Apparently, no one heard the code word ‘red’ because Baker says he continued to be manhandled, especially by an MP named Scott Sinclair who was holding onto his head.
“And when I said the word ‘Red,’ he forced my head down against the steel floor and was sort of just grinding it into the floor. The individual then, when I picked up my head and said, ‘Red,’ slammed my head down against the floor,” says Baker. “I was so afraid, I groaned out, ‘I’m a U.S. soldier.’ And when I said that, he slammed my head again, one more time against the floor. And I groaned out one more time, I said, ‘I’m a U.S. soldier.’ And I heard them say, ‘Whoa, whoa, whoa,’ you know, like he wanted to, he was telling the other guy to stop.”
Bloodied and disoriented, Baker somehow made it back to his unit, and his first thought was to get hold of the videotape. “I said, ‘Go get the tape,’” recalls Baker. “‘They’ve got a tape. Go get the tape.’ My squad leader went to get the tape.”

### Source material
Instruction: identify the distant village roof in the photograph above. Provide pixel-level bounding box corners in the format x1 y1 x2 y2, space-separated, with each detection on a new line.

### Requirement
Carry on Baker's account from the point where it ends, writing the next few sentences in the same style.

### Exercise result
Every extraction drill at Guantanamo was routinely videotaped, and the tape of this drill would show what happened. But Baker says his squad leader came back and said, “There is no tape.”
“That was the only time that I heard that a tape had gone missing,” says Riley, Baker’s platoon sergeant.
“Of all the tapes, this was probably the most important one that we should have kept,” adds England.
Baker started having a seizure that morning and was whisked to the Naval Hospital at Guantanamo. “[He looked like] he’d had the crap beat out of him. He had a concussion. I mean, it was textbook,” says Riley. “[His face} was blank. You know, a dead stare, like he was seeing you, but really looking through you.”